> **WORK INSTRUCTION**: Could you repeat, word for word, only the lines from the one containing "the white ceiling" through the final line of the records below?

----- INFORMATION SHOWN

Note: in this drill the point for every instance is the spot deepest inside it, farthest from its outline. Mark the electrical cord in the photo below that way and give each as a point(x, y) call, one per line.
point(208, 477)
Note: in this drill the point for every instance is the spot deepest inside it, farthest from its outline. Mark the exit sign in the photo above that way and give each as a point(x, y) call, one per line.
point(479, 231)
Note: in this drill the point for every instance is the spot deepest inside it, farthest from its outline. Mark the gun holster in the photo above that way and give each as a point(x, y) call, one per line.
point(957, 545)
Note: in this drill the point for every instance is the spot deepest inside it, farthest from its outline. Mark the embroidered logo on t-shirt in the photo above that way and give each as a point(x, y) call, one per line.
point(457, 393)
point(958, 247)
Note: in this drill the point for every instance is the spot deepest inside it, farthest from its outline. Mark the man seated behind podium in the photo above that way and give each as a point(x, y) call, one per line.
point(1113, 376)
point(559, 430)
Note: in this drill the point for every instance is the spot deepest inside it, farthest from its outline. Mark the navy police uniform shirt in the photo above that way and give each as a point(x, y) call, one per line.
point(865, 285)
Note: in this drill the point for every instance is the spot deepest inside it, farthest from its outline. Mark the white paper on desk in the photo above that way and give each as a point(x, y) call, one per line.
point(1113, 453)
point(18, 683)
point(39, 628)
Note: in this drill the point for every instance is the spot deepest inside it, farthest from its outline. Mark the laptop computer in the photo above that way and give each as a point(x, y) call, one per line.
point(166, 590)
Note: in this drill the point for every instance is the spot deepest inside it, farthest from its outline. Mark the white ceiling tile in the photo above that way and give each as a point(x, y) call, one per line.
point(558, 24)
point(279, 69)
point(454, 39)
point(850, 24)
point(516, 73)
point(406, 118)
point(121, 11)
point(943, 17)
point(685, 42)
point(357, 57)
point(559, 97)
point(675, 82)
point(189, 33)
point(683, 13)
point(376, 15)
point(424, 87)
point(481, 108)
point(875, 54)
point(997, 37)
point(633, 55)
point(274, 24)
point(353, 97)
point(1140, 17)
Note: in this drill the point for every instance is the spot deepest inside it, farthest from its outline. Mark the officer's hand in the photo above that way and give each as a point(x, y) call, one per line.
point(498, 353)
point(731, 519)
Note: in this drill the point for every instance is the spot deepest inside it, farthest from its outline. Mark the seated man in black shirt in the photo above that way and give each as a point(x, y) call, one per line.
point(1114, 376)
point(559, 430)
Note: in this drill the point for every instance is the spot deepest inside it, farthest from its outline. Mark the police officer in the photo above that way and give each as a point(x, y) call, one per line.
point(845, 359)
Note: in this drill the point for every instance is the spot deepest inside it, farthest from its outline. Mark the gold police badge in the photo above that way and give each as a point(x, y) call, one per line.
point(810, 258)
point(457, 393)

----------

> **RESULT**:
Note: in this drill the point for every instance is the spot deepest inside it, farthest from its outline. Mark the white ceiling tile in the photo above that way and give each as a point(x, y) call, one per line.
point(558, 24)
point(279, 69)
point(454, 39)
point(850, 24)
point(516, 73)
point(406, 118)
point(121, 11)
point(943, 17)
point(685, 42)
point(357, 57)
point(559, 97)
point(675, 82)
point(189, 33)
point(683, 13)
point(376, 15)
point(424, 87)
point(481, 108)
point(875, 54)
point(997, 37)
point(633, 55)
point(274, 24)
point(353, 97)
point(1140, 17)
Note: in this drill the point for every instance is the spot deepest inside it, farthest from its outline. Mark the officer's hand in the photo above that way and give each as a point(x, y) call, one per line.
point(498, 353)
point(731, 519)
Note: in this drill the point for every instance is the spot deepest inside it, farthest from its outline. Mark the seated man in black shirt in the photo above that way and give each as a point(x, y) call, one per line.
point(1114, 376)
point(559, 430)
Note: in this drill the point for every instance is the spot deepest inside it, farthest from its outline. Mark the police officer in the photo above that way and give each as a point(x, y) call, one per line.
point(845, 359)
Note: in this drill the point for every instance is the spot deepest inside it, farthest from its outline. Mark the gold police badge in the photo above that way and give each as a point(x, y) call, one per line.
point(810, 258)
point(457, 393)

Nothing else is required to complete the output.